**WHAT IS NEEDED**
Turn every line of the records below into a numbered list, skipping any blank lines. Leave the pictures out of your answer.

**MATERIAL PROVIDED**

● ● ●

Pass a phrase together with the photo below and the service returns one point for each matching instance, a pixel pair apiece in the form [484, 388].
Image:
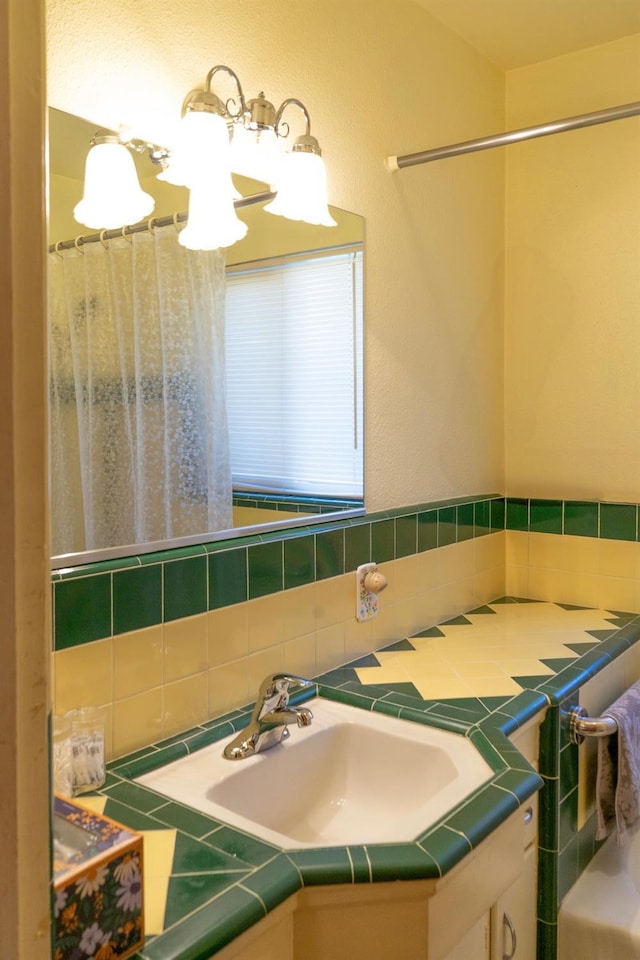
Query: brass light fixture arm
[232, 114]
[281, 127]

● ● ●

**EXERCISE RESULT**
1. Pass a phrase together with the photo below and the service returns one point for each matching instance, a pixel pair apiece in the form [484, 388].
2. Image:
3. Query: brass light fixture arm
4. [232, 114]
5. [281, 127]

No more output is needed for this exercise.